**** Trecho do texto
*Por Raquel Rolnik
Outro dia, viajando de carro de Brasília até São Paulo, fui
observando as propagandas eleitorais das cidades por onde passei. Me
chamou a atenção o fato de que a maioria dos outdoors e cartazes, assim como os spots
de rádio e TV, referiam-se a obras inauguradas pelo candidato. Isso tem
tudo a ver com a lógica de que prefeito bom é aquele que inaugura
obras, de preferência bem visíveis. Lembrei até de um prefeito de uma
grande cidade do Centro Oeste que colocava uma plaquinha em cada uma das
obras, numerando-as. Uma praça era 387, um ponto de ônibus era 421, e
assim por diante. Infelizmente, essa lógica deixa de lado um dos maiores
desafios de qualquer cidade, que é a gestão e a manutenção de seus
espaços e equipamentos.
O que mais existe por aí é obra inaugurada e depois abandonada porque
o município não tem política permanente de gestão. A lógica
predominante, inclusive da própria estrutura de financiamento do
desenvolvimento urbano no Brasil, é a dos programas que oferecem
recursos para executar as obras, mas o investimento permanente
necessário à qualificação das cidades está longe de ser equacionado.
********
Reproduza, do texto sobre obras públicas, o trecho que vai de "O que mais existe" até "de ser equacionado.". A listagem não guarda relação com o texto sobre obras públicas.
**** Dados apresentados
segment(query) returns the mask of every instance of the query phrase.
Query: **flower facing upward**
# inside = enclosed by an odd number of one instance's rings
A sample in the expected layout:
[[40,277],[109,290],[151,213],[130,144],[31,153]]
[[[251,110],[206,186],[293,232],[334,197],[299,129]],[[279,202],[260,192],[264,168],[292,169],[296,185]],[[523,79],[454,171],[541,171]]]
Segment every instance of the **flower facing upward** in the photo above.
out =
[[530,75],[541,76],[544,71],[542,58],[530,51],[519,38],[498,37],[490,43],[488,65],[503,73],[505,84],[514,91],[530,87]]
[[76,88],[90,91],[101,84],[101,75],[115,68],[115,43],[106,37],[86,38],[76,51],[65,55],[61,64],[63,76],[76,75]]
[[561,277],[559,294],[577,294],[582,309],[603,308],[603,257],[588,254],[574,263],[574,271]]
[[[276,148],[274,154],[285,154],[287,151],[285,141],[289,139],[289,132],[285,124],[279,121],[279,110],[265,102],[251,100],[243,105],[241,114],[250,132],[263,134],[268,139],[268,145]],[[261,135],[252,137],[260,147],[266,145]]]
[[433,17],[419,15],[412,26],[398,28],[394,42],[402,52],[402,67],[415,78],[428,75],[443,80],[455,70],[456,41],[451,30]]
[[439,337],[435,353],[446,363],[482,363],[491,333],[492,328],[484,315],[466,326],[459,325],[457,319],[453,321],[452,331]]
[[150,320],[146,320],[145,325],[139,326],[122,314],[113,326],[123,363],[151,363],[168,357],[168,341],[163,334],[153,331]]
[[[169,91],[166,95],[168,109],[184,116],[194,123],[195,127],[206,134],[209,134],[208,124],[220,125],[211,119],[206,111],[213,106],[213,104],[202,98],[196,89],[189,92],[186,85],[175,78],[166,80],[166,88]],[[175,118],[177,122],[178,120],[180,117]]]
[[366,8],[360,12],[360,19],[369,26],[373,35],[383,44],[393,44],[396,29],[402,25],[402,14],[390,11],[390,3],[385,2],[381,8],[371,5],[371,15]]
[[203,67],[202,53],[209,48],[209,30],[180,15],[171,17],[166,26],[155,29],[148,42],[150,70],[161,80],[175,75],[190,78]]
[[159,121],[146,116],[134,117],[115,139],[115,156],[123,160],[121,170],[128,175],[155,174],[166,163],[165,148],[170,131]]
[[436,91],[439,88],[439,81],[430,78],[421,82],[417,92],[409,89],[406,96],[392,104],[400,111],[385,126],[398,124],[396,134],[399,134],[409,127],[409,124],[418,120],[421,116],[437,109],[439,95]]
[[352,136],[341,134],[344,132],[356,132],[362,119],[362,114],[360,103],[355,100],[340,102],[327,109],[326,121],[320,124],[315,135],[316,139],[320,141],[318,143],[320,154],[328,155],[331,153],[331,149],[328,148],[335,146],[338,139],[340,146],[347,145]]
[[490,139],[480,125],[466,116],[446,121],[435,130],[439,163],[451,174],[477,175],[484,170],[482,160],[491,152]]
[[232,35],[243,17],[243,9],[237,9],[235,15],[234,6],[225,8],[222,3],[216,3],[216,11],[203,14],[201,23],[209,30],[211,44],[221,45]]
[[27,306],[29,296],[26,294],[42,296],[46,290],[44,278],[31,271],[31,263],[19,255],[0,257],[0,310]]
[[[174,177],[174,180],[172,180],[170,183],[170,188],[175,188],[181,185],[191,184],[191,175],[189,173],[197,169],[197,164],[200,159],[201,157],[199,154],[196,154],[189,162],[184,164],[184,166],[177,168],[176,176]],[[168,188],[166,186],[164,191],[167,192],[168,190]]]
********
-- Resultado --
O que mais existe por aí é obra inaugurada e depois abandonada porque
o município não tem política permanente de gestão. A lógica
predominante, inclusive da própria estrutura de financiamento do
desenvolvimento urbano no Brasil, é a dos programas que oferecem
recursos para executar as obras, mas o investimento permanente
necessário à qualificação das cidades está longe de ser equacionado.